Supplied material:
▼▼▼
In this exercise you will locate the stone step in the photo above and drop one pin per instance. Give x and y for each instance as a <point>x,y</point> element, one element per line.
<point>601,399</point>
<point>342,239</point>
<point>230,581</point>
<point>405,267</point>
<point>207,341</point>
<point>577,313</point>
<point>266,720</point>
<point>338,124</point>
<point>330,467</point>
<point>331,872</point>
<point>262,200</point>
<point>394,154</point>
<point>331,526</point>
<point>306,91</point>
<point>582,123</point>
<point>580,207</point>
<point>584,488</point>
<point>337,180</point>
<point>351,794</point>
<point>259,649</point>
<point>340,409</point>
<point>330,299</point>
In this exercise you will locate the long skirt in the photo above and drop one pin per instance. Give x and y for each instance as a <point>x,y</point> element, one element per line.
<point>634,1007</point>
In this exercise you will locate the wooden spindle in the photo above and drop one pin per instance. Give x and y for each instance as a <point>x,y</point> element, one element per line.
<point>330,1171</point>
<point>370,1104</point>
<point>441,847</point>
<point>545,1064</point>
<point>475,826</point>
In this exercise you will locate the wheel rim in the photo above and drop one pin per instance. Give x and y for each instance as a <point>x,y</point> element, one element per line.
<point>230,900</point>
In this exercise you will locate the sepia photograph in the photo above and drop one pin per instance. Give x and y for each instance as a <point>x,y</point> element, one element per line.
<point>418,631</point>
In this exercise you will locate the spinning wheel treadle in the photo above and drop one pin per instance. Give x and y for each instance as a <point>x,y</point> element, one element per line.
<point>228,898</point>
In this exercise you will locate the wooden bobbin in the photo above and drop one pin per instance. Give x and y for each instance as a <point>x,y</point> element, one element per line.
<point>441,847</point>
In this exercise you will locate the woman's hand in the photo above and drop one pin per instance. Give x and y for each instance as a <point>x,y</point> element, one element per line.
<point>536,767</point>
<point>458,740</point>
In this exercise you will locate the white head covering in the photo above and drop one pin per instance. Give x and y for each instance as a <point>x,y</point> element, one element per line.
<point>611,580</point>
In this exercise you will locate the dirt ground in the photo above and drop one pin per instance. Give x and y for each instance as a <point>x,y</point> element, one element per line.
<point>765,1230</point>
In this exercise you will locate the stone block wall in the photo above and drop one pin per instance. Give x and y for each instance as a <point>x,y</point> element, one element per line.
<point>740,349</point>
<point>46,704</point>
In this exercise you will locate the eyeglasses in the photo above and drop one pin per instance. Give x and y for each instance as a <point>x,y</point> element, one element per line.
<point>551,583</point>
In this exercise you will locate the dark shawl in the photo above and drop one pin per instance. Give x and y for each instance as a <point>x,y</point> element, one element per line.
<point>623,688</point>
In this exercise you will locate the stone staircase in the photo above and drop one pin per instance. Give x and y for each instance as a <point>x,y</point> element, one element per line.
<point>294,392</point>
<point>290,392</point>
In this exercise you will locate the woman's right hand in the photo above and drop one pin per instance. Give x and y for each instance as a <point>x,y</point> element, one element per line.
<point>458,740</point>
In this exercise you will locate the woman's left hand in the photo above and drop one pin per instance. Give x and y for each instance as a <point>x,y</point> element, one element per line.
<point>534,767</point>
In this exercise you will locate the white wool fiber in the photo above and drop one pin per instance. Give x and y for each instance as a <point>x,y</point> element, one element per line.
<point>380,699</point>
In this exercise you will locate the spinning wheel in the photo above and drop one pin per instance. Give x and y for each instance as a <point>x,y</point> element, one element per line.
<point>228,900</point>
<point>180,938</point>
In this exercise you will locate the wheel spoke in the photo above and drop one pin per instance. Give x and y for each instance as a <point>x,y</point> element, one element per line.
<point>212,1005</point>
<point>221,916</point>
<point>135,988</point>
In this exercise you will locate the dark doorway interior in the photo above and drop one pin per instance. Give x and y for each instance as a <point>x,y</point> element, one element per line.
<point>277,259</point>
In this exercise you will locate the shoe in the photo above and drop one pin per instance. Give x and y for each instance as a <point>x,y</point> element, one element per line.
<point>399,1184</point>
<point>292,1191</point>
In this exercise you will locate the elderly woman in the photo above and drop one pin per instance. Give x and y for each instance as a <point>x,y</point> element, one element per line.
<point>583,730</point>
▲▲▲
Work task: Repeat the data exactly. Leave nothing out.

Output:
In this exercise you will locate the stone step in the photo above and drop one pin per instance. Give x and y for each instance as a <point>x,y</point> element, one element per line.
<point>601,399</point>
<point>342,239</point>
<point>230,581</point>
<point>405,267</point>
<point>207,341</point>
<point>577,313</point>
<point>266,720</point>
<point>338,124</point>
<point>330,467</point>
<point>331,872</point>
<point>262,200</point>
<point>394,154</point>
<point>331,526</point>
<point>306,91</point>
<point>582,123</point>
<point>580,207</point>
<point>584,488</point>
<point>337,180</point>
<point>351,794</point>
<point>259,649</point>
<point>340,409</point>
<point>330,299</point>
In this exercise you will locate the long skirt in the photo above and drop one pin per instance. Give x and y for each instance as a <point>x,y</point> element, one element per line.
<point>634,1007</point>
In this exercise you will locate the wooden spindle in the photo above and drop one pin per instance. Give x and y for each instance as a <point>x,y</point> element, one element per line.
<point>330,1171</point>
<point>370,1104</point>
<point>441,847</point>
<point>545,1064</point>
<point>475,826</point>
In this exercise you will locate the wheel rim in the photo above and drop one pin per instance. Give x and y for each instance as a <point>x,y</point> element, one element per line.
<point>230,900</point>
In this exercise you will locate the sepia photograph in the photo above and drop one pin per instance. Give x and y for each instance as a <point>x,y</point> element, one element per line.
<point>418,631</point>
In this exercise you will locate the spinning wheel treadle in the photo above and drop one pin per instance. Give x and y for each instance as a <point>x,y</point> element, one element per line.
<point>228,898</point>
In this exercise you will locate the wooden bobbin in the photo above and drop one pin per instance. Give x and y for each instance as a <point>x,y</point> element, one element per line.
<point>441,847</point>
In this exercise you will locate the woman's hand in the photo above and drop one pin per instance. Give x and y for each instance as a <point>x,y</point> element, one element per line.
<point>536,767</point>
<point>458,740</point>
In this exercise you will locate the white head covering in the photo above and drop one pin per instance. Give x and y for each instance as a <point>x,y</point> element, one element per line.
<point>611,580</point>
In this exercise you will locate the dirt ground in the photo above and drop one pin per instance. Give x and y for each instance as a <point>x,y</point> element, one element per line.
<point>765,1230</point>
In this exercise you will locate the stone block wall in the photo above and drop one pin per instance. Give x and y for each instance as a <point>x,y</point> element, one element per line.
<point>740,349</point>
<point>46,704</point>
In this exercise you will locate the eyeglasses in the photo above and drop one pin per instance. Give x and y for each instance as a <point>x,y</point> element, one element per line.
<point>551,583</point>
In this exercise you will locate the dark shawl in the photo above and drop one pin per instance. Give x and y for each instance as a <point>x,y</point> element, one element per line.
<point>623,688</point>
In this exercise you will locate the stone staircase in the photo above and drop one pin per instance. Give x and y for each instance as a <point>x,y</point> element, one element per line.
<point>294,392</point>
<point>290,392</point>
In this exercise you will locate the woman's right hand in the photo above and drop one pin per instance. Give x and y for each instance as a <point>x,y</point> element, one element per line.
<point>458,740</point>
In this exercise you will locate the woman's left hand in the photo above and drop one pin per instance. Give x and y for each instance as a <point>x,y</point> element, one element per line.
<point>534,767</point>
In this exercise you will locate the white wool fiber in the photo above and drop one pin per instance. Give x and y for each instance as a <point>x,y</point> element, one element per line.
<point>380,699</point>
In this exercise you will locate the spinning wheel in the photo above and drop one pin per instance. Give x and y for each instance as a <point>x,y</point> element, one element per line.
<point>228,900</point>
<point>180,938</point>
In this exercise you will locate the wheel spoke in the photo above and drop one pin per instance. Give x and y for each instance as a <point>x,y</point> element, one element per line.
<point>212,1005</point>
<point>221,916</point>
<point>135,988</point>
In this exercise you will locate the dark doorway interior in the photo above and drop one pin per instance. Give x and y for each instance as a <point>x,y</point> element, one element per line.
<point>277,259</point>
In this exercise you will locate the shoe in the photo above and drop one pin per instance. Give x and y for each instance as a <point>x,y</point> element, one element per line.
<point>399,1184</point>
<point>292,1191</point>
In this exercise you will locate the elderly woman in the photo above and drop one pin per instance. Give x and y for each instance as a <point>x,y</point> element, one element per line.
<point>583,730</point>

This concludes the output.